◆ DATA PROVIDED
################
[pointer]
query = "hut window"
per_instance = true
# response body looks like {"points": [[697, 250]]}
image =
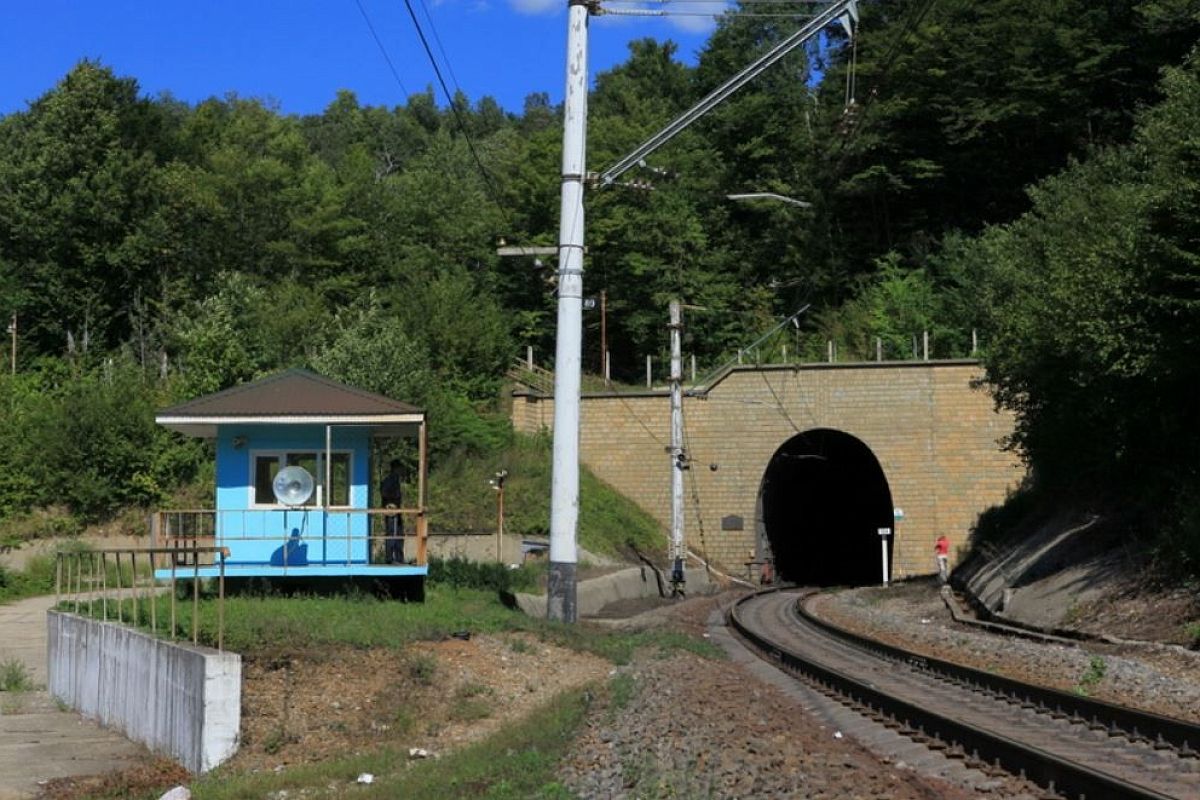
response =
{"points": [[268, 465]]}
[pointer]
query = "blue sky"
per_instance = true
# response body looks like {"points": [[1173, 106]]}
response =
{"points": [[301, 52]]}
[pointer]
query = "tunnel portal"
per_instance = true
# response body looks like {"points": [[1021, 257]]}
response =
{"points": [[822, 500]]}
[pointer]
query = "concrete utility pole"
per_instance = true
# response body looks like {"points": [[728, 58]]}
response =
{"points": [[678, 457], [564, 497]]}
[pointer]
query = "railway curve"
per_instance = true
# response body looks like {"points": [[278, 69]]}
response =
{"points": [[1072, 746]]}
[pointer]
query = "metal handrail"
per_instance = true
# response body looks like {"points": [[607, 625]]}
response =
{"points": [[71, 587]]}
################
◆ SHORT PROBLEM
Reproduce all of the rows above, substituting "steel handrail" for "metal handrail" and keeping everything else unchanged. Omit the pictures.

◆ FINAL RESULT
[pointer]
query = "hut window"
per_instance = true
# response body looks like {"points": [[697, 250]]}
image =
response =
{"points": [[268, 465]]}
[pointer]
query = "blue sky"
per_instance = true
# response body looks like {"points": [[1173, 106]]}
response =
{"points": [[301, 52]]}
[pointer]
query = "tunnel portal"
per_instance = true
# response body looks like {"points": [[1021, 257]]}
response =
{"points": [[822, 500]]}
[pointer]
query = "concrete utility pole"
per_instance = true
# response body looks like {"points": [[728, 58]]}
response =
{"points": [[678, 457], [564, 497]]}
[pointer]
query = "railway curve"
per_instance = true
# response body looks like {"points": [[278, 69]]}
response =
{"points": [[1072, 746]]}
[pointer]
query = "steel handrail"
per_instance = true
# response body looks like {"points": [[607, 625]]}
response =
{"points": [[71, 587]]}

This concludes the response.